* YOUR OBJECTIVE: Can you copy out the lines that start at the one containing "Run detection on swirled" and end with the final line, reproducing each one verbatim?

* RECORDS SHOWN:
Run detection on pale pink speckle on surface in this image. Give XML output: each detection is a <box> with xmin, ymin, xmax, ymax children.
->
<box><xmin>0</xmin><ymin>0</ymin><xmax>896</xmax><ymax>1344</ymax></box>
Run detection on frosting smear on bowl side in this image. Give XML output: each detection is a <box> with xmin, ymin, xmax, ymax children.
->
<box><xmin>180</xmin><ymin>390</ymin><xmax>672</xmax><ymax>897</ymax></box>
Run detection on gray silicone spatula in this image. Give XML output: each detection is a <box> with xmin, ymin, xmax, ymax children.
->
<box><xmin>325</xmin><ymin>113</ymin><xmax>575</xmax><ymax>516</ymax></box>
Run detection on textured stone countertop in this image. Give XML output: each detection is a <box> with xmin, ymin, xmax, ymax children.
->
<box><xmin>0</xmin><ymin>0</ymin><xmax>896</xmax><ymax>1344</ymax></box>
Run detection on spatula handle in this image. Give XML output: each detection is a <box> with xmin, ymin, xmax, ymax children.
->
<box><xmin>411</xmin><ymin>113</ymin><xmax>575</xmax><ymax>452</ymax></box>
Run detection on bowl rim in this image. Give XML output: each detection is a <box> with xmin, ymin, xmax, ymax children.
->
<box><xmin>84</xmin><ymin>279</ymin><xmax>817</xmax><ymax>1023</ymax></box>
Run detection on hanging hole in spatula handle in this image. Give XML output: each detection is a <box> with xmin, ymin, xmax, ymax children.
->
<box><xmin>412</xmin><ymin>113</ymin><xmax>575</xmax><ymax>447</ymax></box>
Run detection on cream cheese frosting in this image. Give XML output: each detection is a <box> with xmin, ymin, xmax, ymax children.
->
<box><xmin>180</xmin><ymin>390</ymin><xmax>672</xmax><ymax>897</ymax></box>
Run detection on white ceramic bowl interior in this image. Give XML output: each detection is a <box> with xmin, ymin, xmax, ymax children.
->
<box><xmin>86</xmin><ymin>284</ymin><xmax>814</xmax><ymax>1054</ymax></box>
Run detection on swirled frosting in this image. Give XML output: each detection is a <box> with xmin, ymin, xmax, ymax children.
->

* REPLY:
Run detection on swirled frosting in this image. Give XML output: each detection is a <box> with xmin, ymin, xmax, ymax children.
->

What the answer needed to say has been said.